### PROVIDED ENTRIES ###

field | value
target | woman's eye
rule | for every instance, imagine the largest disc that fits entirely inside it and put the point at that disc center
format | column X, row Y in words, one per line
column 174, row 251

###

**INSTRUCTION:** Extract every line of the data above that contains the word "column".

**RESPONSE TO THIS EXERCISE:**
format | column X, row Y in words, one per line
column 174, row 251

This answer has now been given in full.